Reproduce the passage of the shell-learning thread below, beginning at the words "I couldn't say" and stopping after "even on Windows!)".

→ TEXT EXCERPT
· · · · ·

Get another book, something like an Introduction to Linux System Administration. Besides telling you all about the system itself, this will task you with running commands and modifying different parts of the system; you'll be doing lots of command-line work, all following the book's instructions.

Finally, attempt to write basic shell scripts and run commands with a basic user interface, like lynx or mc. This will not only teach you how the shell interprets everything you type into it, it will give you an insight into the other ways the console works with the terminal, applications, i/o, etc.

It may sound like a lot for a week, but if you spend a couple hours a night on these you can't go wrong. When in doubt, buy another book.


On any reasonable unix, you should be able to simply type `man cmd` where `cmd` is the command you're looking to learn more about. You can try this with `man man` for instance.

Learning how to operate a shell isn't very difficult, but to really become proficient takes some time. It's also important to make a difference between the shell and the operating system it runs on. Some utilities for instance, may have the same name but slightly different flags or modes of operation, which can throw you off. You'll learn these things along the way, and mostly it doesn't matter unless you find yourself having to deal with many different unix systems (such as developing general purpose shell scripts.)

I'd certainly argue it's worth learning how to use a shell, if you find yourself having to drop in to one relatively often, or if you're just somewhat interested. There are plenty of resources online, but I'm partial to tldp's guides[1].

I couldn't say much about PowerShell, I know next to nothing about it. I also have the benefit of not having to touch Windows systems much, and when I do I usually drop into git bash or something similar anyway. I'd say the answer to that question might lie in what systems you usually work in, and which ones you want to work in. If you have little interest in unix based systems, then by all means go forth and Windows up, but otherwise I'd suggest learning more about unix shells and specifically: bash. Why bash? It may be the javascript of unix shells – there are certainly more (and less) capable shells out there – but it has the benefit of ubiquity. You can find bash pretty much anywhere. (And with git bash and the likes, even on Windows!)

· · · · ·

(Portion of a data file)
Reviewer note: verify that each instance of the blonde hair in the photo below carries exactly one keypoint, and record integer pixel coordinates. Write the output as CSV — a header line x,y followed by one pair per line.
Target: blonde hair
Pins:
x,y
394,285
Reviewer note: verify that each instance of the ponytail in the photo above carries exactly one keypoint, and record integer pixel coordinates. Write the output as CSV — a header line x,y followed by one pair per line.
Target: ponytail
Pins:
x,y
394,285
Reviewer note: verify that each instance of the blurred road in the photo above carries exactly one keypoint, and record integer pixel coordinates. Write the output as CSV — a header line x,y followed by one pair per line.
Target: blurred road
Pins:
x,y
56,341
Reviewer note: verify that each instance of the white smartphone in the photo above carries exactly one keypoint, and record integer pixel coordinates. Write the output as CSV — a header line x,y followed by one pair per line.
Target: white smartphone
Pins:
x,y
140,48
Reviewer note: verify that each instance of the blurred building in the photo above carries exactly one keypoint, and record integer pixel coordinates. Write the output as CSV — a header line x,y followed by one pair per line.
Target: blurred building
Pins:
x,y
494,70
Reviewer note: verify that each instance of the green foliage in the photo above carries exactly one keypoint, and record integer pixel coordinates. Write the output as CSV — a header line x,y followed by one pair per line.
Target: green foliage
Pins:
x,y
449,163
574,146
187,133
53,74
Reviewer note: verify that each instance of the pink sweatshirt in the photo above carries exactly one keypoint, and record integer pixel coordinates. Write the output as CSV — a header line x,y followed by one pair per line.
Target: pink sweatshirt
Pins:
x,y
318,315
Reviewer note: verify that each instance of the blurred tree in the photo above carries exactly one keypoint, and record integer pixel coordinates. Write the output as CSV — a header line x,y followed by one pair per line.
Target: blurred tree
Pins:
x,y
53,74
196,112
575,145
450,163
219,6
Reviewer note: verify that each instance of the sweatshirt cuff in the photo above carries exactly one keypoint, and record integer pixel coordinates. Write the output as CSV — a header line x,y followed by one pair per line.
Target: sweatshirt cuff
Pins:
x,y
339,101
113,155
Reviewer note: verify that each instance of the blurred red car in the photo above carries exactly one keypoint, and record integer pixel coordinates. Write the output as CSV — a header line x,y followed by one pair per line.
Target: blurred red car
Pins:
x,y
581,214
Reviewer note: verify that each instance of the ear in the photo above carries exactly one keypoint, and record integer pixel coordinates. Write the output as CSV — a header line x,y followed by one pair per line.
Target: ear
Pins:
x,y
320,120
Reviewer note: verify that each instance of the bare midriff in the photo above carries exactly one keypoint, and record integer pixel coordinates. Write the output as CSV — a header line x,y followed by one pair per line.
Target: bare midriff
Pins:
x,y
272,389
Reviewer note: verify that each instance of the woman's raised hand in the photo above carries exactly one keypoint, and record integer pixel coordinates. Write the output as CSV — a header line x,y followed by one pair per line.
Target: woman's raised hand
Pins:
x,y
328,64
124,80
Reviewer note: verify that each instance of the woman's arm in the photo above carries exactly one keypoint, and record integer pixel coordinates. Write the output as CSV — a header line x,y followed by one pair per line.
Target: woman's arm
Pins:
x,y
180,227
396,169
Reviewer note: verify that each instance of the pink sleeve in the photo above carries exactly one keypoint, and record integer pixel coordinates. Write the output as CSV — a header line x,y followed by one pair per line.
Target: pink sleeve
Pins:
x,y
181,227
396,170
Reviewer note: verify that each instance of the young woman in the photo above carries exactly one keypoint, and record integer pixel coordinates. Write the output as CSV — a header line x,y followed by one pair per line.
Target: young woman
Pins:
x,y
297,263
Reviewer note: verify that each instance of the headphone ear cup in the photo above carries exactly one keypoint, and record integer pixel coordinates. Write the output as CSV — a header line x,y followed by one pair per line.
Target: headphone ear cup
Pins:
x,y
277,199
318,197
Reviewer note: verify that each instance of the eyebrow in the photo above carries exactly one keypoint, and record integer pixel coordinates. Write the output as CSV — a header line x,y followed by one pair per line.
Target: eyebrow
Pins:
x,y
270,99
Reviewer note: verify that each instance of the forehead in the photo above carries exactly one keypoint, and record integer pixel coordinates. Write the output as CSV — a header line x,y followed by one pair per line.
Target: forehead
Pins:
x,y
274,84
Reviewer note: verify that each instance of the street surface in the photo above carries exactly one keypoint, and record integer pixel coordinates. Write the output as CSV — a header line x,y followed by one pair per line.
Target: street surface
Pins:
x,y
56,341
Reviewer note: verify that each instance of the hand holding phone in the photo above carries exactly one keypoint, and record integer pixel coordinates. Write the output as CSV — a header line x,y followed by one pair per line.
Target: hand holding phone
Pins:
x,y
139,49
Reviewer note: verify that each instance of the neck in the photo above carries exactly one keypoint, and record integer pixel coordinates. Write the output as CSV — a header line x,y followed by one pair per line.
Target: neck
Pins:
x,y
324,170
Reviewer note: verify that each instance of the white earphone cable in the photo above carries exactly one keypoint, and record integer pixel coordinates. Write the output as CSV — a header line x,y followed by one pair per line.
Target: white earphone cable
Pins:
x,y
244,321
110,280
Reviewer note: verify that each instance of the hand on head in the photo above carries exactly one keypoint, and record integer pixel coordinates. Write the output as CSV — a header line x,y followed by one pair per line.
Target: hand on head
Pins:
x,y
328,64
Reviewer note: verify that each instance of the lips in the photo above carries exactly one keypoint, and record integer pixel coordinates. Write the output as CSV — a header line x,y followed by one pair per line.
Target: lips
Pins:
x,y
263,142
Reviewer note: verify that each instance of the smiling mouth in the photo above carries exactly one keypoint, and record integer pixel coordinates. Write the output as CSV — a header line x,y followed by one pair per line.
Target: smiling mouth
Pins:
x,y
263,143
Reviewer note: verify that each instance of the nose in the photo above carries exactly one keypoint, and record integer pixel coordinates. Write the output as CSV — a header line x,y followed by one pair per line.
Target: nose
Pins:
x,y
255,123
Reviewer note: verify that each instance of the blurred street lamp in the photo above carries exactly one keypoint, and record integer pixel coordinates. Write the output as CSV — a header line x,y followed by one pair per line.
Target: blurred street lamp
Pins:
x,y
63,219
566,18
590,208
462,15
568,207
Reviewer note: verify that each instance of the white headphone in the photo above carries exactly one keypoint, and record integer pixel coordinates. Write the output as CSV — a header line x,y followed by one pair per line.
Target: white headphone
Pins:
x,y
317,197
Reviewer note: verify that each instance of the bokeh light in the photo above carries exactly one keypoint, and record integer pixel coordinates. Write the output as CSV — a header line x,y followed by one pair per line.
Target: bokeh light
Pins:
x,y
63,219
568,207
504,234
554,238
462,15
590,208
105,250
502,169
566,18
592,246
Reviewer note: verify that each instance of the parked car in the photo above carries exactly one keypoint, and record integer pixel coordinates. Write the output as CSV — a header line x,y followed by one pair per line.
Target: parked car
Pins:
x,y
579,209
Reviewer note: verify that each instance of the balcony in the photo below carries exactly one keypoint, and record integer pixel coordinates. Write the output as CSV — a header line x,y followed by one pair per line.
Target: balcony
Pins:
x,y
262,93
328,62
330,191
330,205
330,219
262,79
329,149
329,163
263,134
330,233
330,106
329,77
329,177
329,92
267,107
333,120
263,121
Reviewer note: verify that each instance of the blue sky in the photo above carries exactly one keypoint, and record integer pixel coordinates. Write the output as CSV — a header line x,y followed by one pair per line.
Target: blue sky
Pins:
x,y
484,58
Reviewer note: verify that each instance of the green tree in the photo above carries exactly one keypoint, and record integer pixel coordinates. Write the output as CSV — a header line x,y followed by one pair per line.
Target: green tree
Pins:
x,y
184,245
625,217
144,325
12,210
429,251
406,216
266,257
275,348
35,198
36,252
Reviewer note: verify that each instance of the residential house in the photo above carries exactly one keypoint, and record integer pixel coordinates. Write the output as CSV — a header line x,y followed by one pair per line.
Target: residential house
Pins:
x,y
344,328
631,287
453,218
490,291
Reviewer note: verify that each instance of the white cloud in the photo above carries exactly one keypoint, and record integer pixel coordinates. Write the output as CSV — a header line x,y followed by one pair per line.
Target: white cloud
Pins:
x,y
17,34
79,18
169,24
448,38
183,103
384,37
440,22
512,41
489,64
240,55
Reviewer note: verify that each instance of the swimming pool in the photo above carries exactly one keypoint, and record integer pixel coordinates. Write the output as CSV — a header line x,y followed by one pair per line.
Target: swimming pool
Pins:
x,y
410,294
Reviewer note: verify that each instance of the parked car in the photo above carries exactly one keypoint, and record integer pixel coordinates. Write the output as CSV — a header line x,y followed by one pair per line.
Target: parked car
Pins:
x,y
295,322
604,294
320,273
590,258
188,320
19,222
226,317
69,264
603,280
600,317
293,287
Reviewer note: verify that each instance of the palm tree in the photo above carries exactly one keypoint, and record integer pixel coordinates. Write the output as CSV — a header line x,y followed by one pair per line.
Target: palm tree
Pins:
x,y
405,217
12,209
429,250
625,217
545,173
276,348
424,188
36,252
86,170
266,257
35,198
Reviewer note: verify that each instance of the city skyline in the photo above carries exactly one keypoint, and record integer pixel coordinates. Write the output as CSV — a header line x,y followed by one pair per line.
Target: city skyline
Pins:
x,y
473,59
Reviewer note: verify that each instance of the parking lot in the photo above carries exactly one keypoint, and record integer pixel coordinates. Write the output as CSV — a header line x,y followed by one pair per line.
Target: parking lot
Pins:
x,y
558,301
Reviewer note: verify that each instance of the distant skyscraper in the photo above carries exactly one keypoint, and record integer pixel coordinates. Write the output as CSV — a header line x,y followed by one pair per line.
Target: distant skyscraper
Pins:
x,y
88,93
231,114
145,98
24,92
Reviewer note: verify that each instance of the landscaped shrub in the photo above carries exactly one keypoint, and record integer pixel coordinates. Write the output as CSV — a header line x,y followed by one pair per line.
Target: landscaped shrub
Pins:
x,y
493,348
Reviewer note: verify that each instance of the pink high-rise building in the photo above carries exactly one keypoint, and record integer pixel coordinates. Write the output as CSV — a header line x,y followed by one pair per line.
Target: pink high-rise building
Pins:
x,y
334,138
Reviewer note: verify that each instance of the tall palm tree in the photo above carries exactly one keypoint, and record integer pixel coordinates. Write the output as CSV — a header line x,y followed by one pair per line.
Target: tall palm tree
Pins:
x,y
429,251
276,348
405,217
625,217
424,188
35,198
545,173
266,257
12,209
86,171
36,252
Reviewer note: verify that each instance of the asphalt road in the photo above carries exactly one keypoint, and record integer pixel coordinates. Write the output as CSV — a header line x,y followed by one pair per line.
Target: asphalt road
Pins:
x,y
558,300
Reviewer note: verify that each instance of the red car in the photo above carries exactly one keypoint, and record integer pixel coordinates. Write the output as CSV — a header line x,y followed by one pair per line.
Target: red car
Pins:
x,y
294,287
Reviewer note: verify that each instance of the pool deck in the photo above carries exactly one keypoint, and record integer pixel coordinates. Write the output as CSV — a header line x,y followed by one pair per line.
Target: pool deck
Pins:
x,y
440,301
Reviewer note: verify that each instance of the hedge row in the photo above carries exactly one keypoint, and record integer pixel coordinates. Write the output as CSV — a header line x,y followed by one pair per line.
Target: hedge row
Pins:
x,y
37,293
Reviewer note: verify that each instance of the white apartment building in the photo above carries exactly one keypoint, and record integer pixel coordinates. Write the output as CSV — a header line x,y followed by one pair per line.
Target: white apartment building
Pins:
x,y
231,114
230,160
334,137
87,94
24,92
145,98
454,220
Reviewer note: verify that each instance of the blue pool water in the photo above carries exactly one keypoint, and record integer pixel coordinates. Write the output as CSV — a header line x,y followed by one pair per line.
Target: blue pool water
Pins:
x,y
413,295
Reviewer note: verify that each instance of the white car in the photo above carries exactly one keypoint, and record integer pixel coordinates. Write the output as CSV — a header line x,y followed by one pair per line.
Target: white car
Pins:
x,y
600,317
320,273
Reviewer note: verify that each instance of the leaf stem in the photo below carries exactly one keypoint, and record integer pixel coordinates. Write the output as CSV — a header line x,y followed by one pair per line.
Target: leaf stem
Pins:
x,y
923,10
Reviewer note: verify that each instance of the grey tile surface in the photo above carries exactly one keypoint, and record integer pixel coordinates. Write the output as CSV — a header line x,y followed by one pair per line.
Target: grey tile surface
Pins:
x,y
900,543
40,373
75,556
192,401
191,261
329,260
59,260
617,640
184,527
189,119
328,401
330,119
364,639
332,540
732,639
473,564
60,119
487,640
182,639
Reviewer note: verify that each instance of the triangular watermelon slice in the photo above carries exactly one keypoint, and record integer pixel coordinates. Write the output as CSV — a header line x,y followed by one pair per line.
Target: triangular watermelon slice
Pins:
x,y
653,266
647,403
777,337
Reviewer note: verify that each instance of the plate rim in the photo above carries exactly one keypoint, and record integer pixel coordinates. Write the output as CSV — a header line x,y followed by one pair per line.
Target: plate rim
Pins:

· · · · ·

→ SOLVED PROBLEM
I couldn't say much about PowerShell, I know next to nothing about it. I also have the benefit of not having to touch Windows systems much, and when I do I usually drop into git bash or something similar anyway. I'd say the answer to that question might lie in what systems you usually work in, and which ones you want to work in. If you have little interest in unix based systems, then by all means go forth and Windows up, but otherwise I'd suggest learning more about unix shells and specifically: bash. Why bash? It may be the javascript of unix shells – there are certainly more (and less) capable shells out there – but it has the benefit of ubiquity. You can find bash pretty much anywhere. (And with git bash and the likes, even on Windows!)